> Set of tasks:
a) According to the passage on the Fraunhofer Institute for Electron Beam and Plasma Technology, under whose leadership was the institute founded?
b) Extend the passage on the Fraunhofer Institute for Electron Beam and Plasma Technology, picking up after its final sentence.

> Given passage:

Research institute in Dresden, Germany

The Fraunhofer Institute for Electron Beam and Plasma Technology (Fraunhoferinstitut fur Elektronenstrahl und Plasmatechnik, abbreviated as FEP), also known as Fraunhofer FEP, is an institution of the Fraunhofer-Gesellschaft based in Dresden, Germany. The institute conducts applied research and development in materials science. The Fraunhofer FEP is a member of the Fraunhofer Group for Light and Surfaces, to which six Fraunhofer Institutes belong. Its current director is Elizabeth von Hauff.

== History ==
The institute was founded in 1991 under the leadership of Siegfried Schiller from working groups of the former Forschungsinstitut Manfred von Ardenne (Manfred von Ardenne Research Institute) in Dresden. This predecessor institute worked to develop, test, and mature thin-film technologies, and these activities continue at the Fraunhofer FEP.

In 2016/17, the FEP succeeded in producing OLED electrodes from graphene for the first time. The process was developed and optimized in the EU-funded project "Gladiator" (Graphene Layers: Production, Characterization and Integration), together with partners from industry and research.

In 2024, the institute employed approximately 150 people (not including students), and had expenditures of .

> Dataset extract:
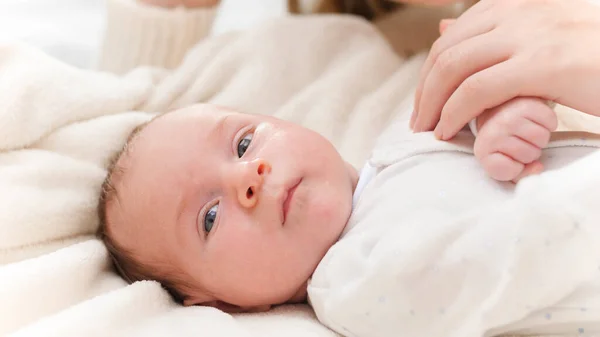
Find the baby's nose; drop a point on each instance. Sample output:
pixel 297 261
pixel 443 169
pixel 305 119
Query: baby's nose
pixel 251 181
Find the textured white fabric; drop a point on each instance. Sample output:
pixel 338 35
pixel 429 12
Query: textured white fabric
pixel 436 248
pixel 61 125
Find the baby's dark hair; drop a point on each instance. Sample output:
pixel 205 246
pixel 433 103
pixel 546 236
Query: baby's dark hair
pixel 125 262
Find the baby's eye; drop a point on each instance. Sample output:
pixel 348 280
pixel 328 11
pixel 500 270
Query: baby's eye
pixel 210 217
pixel 244 144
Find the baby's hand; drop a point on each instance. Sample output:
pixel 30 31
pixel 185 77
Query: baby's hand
pixel 511 137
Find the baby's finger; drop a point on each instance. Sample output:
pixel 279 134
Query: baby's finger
pixel 533 133
pixel 445 23
pixel 501 167
pixel 519 149
pixel 530 169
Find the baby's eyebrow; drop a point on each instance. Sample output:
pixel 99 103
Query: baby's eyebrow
pixel 219 126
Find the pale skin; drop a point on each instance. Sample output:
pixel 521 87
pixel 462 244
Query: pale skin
pixel 499 50
pixel 211 3
pixel 511 136
pixel 241 208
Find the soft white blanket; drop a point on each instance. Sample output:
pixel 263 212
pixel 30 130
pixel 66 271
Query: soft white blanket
pixel 436 248
pixel 60 125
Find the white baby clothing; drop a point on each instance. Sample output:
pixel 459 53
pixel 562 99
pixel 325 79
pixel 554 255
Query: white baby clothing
pixel 435 247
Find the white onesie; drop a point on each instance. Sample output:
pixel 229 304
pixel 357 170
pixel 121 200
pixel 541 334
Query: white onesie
pixel 436 248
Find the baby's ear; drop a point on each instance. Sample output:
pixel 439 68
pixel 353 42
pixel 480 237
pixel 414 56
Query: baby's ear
pixel 233 309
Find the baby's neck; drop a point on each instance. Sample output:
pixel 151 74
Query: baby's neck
pixel 353 173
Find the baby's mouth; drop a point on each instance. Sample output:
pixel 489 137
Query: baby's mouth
pixel 288 198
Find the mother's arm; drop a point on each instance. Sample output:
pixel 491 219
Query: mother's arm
pixel 499 50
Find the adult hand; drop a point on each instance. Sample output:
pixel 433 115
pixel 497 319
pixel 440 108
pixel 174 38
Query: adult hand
pixel 499 50
pixel 184 3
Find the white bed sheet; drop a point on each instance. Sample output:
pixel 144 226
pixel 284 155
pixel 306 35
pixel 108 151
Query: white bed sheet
pixel 71 30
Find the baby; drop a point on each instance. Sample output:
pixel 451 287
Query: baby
pixel 236 211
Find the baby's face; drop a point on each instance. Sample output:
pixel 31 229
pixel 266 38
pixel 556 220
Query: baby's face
pixel 242 206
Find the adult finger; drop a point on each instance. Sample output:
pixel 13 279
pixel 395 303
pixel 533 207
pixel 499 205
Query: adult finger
pixel 452 68
pixel 472 23
pixel 484 90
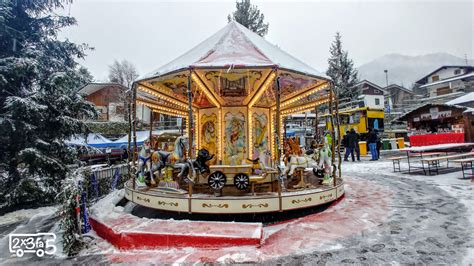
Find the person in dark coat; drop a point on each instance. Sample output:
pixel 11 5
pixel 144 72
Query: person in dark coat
pixel 351 143
pixel 346 145
pixel 372 142
pixel 356 144
pixel 379 143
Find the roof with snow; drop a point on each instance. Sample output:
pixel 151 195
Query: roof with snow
pixel 398 87
pixel 469 75
pixel 366 82
pixel 92 87
pixel 424 79
pixel 235 46
pixel 463 99
pixel 405 115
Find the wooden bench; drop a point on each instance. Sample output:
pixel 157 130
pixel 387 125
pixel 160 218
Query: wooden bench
pixel 434 162
pixel 396 163
pixel 466 163
pixel 421 155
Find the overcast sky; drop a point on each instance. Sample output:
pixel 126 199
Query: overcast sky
pixel 151 33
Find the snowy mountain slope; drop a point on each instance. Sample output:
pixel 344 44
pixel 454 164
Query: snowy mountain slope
pixel 405 70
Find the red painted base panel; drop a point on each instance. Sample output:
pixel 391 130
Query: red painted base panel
pixel 201 235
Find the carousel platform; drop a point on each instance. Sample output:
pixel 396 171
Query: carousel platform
pixel 250 203
pixel 128 232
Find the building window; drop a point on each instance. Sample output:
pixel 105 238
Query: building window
pixel 443 91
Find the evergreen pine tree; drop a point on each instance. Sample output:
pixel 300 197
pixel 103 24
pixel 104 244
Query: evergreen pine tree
pixel 39 106
pixel 342 72
pixel 249 16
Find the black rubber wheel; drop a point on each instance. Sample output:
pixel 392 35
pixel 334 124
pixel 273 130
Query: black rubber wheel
pixel 241 181
pixel 217 180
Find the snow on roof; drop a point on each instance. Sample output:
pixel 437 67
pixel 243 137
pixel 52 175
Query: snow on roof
pixel 463 99
pixel 421 80
pixel 235 45
pixel 448 80
pixel 145 134
pixel 92 138
pixel 90 88
pixel 396 86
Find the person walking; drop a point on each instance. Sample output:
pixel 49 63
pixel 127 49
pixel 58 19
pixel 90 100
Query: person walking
pixel 379 143
pixel 351 140
pixel 372 141
pixel 345 144
pixel 357 148
pixel 328 139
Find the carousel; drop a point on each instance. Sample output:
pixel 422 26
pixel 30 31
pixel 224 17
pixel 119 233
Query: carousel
pixel 234 91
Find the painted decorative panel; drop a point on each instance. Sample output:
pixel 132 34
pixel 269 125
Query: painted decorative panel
pixel 208 133
pixel 235 144
pixel 260 137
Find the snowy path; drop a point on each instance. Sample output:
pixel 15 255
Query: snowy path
pixel 405 219
pixel 430 221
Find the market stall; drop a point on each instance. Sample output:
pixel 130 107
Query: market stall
pixel 433 124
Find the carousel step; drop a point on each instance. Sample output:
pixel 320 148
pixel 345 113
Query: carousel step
pixel 127 232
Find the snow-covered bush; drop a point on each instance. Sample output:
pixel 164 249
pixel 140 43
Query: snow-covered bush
pixel 69 224
pixel 39 106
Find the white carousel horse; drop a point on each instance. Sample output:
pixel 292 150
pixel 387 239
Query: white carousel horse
pixel 178 157
pixel 305 161
pixel 325 163
pixel 144 165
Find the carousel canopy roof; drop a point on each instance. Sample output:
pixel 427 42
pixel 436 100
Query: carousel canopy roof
pixel 235 46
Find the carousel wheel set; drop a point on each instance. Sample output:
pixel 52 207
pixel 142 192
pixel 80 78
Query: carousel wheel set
pixel 233 92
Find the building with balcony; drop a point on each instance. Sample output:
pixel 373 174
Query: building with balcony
pixel 446 83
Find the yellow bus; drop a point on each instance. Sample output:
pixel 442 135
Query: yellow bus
pixel 361 119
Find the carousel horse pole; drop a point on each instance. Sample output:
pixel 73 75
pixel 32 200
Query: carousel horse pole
pixel 325 155
pixel 144 161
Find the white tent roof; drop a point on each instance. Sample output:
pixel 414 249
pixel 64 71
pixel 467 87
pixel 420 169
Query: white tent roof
pixel 235 45
pixel 463 99
pixel 92 138
pixel 145 134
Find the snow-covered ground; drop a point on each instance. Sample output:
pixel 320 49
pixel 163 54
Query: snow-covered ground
pixel 385 218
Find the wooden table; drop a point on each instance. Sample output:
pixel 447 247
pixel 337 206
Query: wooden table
pixel 433 150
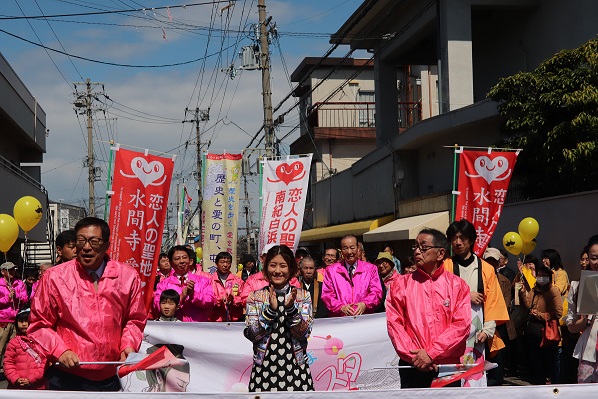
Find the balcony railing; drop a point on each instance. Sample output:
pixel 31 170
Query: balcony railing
pixel 360 114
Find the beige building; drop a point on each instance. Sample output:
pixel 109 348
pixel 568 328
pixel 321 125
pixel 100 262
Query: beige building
pixel 472 44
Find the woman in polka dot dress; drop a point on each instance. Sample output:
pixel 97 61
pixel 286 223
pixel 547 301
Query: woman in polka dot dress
pixel 278 322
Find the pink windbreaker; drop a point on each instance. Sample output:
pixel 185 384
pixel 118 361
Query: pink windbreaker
pixel 10 306
pixel 258 281
pixel 431 313
pixel 193 308
pixel 234 285
pixel 68 313
pixel 338 289
pixel 20 364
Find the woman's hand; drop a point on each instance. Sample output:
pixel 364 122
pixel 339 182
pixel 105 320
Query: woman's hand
pixel 273 299
pixel 291 299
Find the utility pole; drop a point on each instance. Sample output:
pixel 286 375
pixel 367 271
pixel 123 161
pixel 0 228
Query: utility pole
pixel 248 221
pixel 198 116
pixel 265 65
pixel 85 100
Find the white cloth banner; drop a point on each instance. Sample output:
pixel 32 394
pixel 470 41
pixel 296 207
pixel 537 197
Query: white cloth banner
pixel 581 391
pixel 284 190
pixel 343 353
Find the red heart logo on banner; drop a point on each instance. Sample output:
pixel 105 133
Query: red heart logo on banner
pixel 287 173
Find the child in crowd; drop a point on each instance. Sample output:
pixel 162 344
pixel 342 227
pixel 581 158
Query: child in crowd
pixel 169 304
pixel 24 365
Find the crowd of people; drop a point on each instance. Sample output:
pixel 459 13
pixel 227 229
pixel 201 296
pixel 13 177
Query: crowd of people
pixel 440 309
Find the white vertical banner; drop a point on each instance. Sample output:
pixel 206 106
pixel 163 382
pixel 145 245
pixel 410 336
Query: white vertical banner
pixel 220 207
pixel 284 190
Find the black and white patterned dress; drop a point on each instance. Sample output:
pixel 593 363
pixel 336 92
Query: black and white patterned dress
pixel 280 370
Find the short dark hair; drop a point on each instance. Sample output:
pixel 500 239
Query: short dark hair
pixel 301 252
pixel 223 255
pixel 336 254
pixel 345 237
pixel 306 259
pixel 172 295
pixel 176 248
pixel 438 237
pixel 553 257
pixel 66 237
pixel 532 259
pixel 584 251
pixel 464 227
pixel 544 270
pixel 288 257
pixel 93 221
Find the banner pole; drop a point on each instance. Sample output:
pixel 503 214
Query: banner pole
pixel 454 182
pixel 108 181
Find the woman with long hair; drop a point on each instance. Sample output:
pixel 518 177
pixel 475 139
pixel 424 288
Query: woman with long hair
pixel 585 349
pixel 544 303
pixel 278 322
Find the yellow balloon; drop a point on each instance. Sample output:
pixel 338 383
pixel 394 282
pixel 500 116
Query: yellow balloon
pixel 9 231
pixel 512 242
pixel 528 247
pixel 528 229
pixel 28 212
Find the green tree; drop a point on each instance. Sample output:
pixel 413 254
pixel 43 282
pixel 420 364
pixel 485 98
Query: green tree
pixel 552 114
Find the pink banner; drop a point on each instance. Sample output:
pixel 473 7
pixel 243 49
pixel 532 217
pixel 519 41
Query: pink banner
pixel 137 210
pixel 284 190
pixel 483 182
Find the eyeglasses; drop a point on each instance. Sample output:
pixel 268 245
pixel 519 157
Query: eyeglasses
pixel 422 248
pixel 94 242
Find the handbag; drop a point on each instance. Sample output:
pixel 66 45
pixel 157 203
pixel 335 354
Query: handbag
pixel 550 334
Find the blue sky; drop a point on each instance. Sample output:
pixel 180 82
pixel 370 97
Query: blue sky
pixel 148 103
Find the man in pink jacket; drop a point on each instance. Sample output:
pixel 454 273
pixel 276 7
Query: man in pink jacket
pixel 428 313
pixel 89 309
pixel 228 305
pixel 351 287
pixel 197 294
pixel 13 294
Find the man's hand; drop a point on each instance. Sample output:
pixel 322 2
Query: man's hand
pixel 477 298
pixel 421 360
pixel 482 337
pixel 290 301
pixel 347 310
pixel 69 359
pixel 125 353
pixel 23 382
pixel 360 309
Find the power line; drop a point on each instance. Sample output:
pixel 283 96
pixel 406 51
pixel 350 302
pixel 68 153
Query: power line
pixel 114 11
pixel 106 62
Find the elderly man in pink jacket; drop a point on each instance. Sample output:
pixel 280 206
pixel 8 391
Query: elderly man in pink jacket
pixel 428 313
pixel 351 287
pixel 89 309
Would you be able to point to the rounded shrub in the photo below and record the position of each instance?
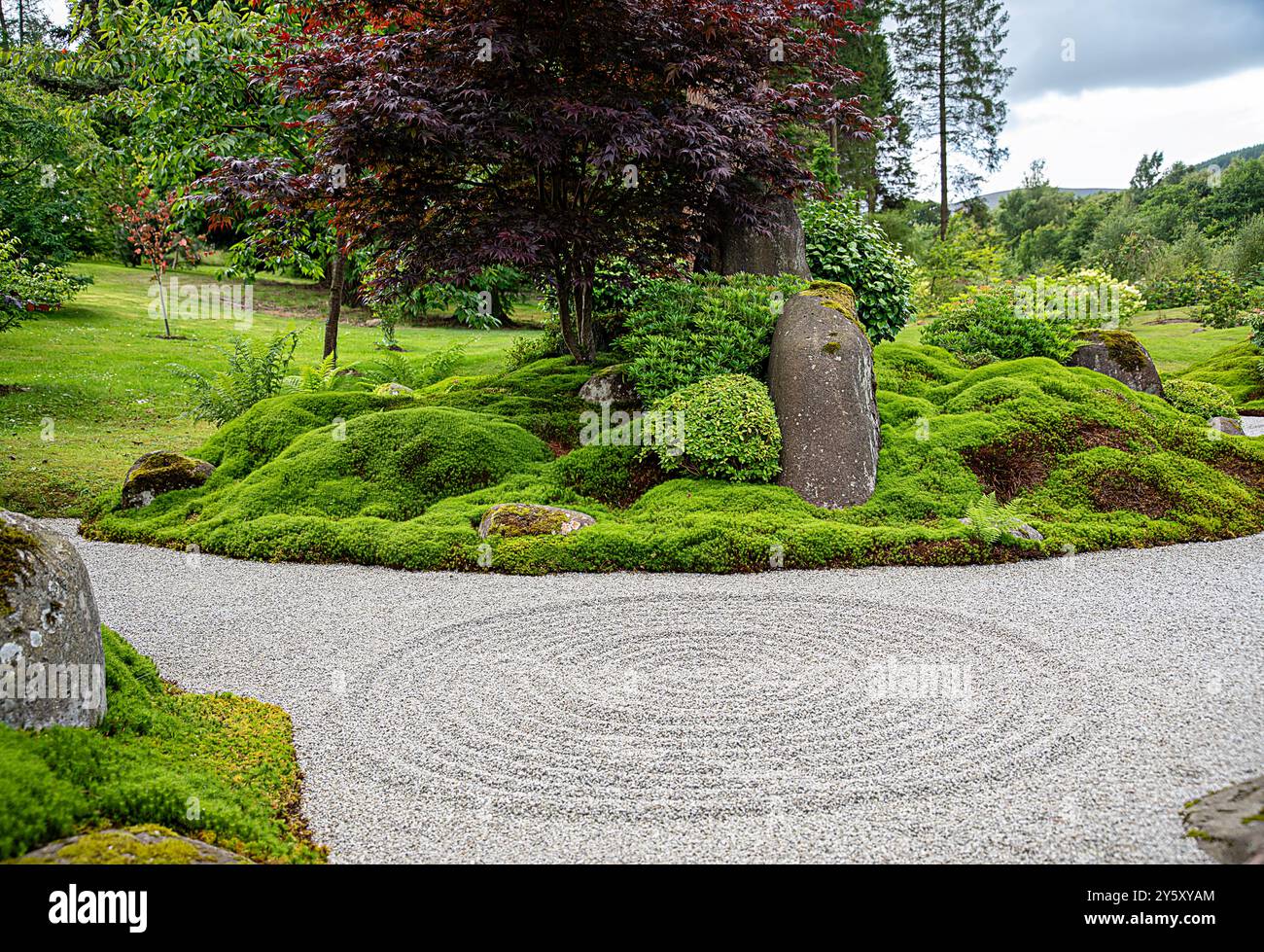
(728, 430)
(1201, 400)
(986, 324)
(846, 247)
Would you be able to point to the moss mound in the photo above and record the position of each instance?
(1077, 455)
(1238, 370)
(216, 767)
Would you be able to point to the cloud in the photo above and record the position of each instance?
(1136, 43)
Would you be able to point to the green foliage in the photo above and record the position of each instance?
(155, 754)
(684, 332)
(990, 323)
(729, 430)
(1086, 460)
(252, 374)
(1201, 400)
(393, 367)
(846, 247)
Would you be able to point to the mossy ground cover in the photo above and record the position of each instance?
(1081, 458)
(211, 766)
(87, 390)
(1240, 370)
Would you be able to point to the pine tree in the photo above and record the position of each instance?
(951, 55)
(880, 165)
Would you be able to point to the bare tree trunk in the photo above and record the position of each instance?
(943, 119)
(335, 304)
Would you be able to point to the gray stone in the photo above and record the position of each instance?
(611, 386)
(519, 518)
(52, 666)
(821, 374)
(1229, 825)
(1226, 425)
(157, 473)
(1121, 357)
(784, 251)
(134, 846)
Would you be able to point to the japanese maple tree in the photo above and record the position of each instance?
(156, 239)
(451, 135)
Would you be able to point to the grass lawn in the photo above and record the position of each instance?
(1174, 346)
(96, 391)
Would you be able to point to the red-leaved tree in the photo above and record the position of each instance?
(548, 135)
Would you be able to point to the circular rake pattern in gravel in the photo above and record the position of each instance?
(689, 707)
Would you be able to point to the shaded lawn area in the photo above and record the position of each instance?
(97, 390)
(1175, 346)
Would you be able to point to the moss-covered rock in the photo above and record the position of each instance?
(516, 518)
(1120, 355)
(157, 473)
(133, 846)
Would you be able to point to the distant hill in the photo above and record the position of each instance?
(994, 198)
(1222, 160)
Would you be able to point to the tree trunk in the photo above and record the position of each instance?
(943, 119)
(335, 304)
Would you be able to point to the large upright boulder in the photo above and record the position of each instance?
(1120, 355)
(822, 379)
(783, 251)
(52, 666)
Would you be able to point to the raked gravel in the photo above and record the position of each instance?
(1047, 711)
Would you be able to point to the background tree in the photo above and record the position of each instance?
(951, 54)
(548, 137)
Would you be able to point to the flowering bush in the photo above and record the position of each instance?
(29, 287)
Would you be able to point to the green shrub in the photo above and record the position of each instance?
(729, 430)
(252, 374)
(684, 332)
(987, 324)
(846, 247)
(1201, 400)
(153, 757)
(23, 283)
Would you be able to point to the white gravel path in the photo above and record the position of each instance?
(1053, 711)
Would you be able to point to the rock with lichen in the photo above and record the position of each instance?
(134, 846)
(1120, 355)
(157, 473)
(52, 665)
(821, 373)
(611, 386)
(776, 245)
(1229, 825)
(517, 518)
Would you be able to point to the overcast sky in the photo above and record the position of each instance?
(1186, 79)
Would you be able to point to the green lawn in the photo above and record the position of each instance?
(96, 390)
(1174, 346)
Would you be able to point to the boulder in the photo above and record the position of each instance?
(52, 666)
(518, 518)
(610, 386)
(1226, 425)
(134, 846)
(157, 473)
(821, 374)
(1229, 825)
(783, 251)
(1120, 355)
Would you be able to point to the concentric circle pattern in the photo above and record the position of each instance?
(691, 707)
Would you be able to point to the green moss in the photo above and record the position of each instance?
(1081, 458)
(1238, 370)
(214, 767)
(837, 296)
(13, 542)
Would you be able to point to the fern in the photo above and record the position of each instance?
(249, 378)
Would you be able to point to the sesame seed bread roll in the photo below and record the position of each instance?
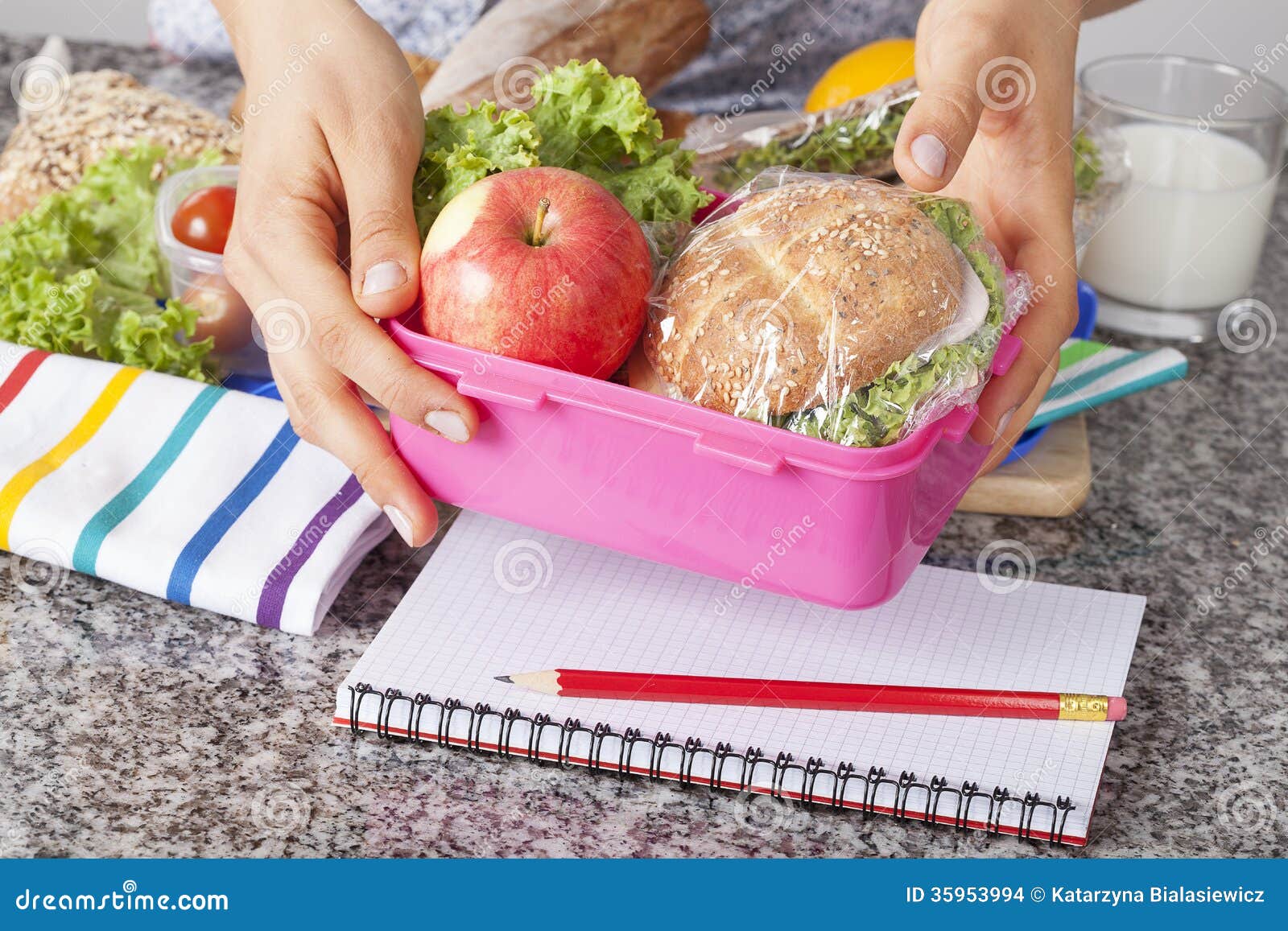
(804, 294)
(101, 111)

> Expected responses:
a) Siegfried Schiller

b)
== Research and development ==
One of the Fraunhofer FEP's main areas of work is thin film technology, including photovoltaics. This includes the coating of plates, strips and components made of different materials with various layers or layer systems, such as special layers for displays and forgery-proof labels, and energy-efficient integration of photovoltaics into building designs. The institute also works in the field of electron beam technology. The electron beam is used as a precise tool for welding, vaporizing or modifying the surface layer of metals.

The institute is divided into six different business units:
- Flexible products
- Coating of metallic sheets and strips, energy technologies
- Development of Customized Electron Beam Systems and Technologies
- Coating of parts
- Precision coating
- Medical and biotechnological applications

== Collaborations ==
Since 2005, the institute has been a member of the Competence Network Industrial Plasma Surface Technology (INPLAS); and is also a member of the Fraunhofer Group for Light & Surfaces.

Within Dresden, the Fraunhofer FEP is a member of the Dresden-concept scientific network, in which other Fraunhofer Institutes and institutes of other disciplines as well as the TU Dresden and other universities are also organized.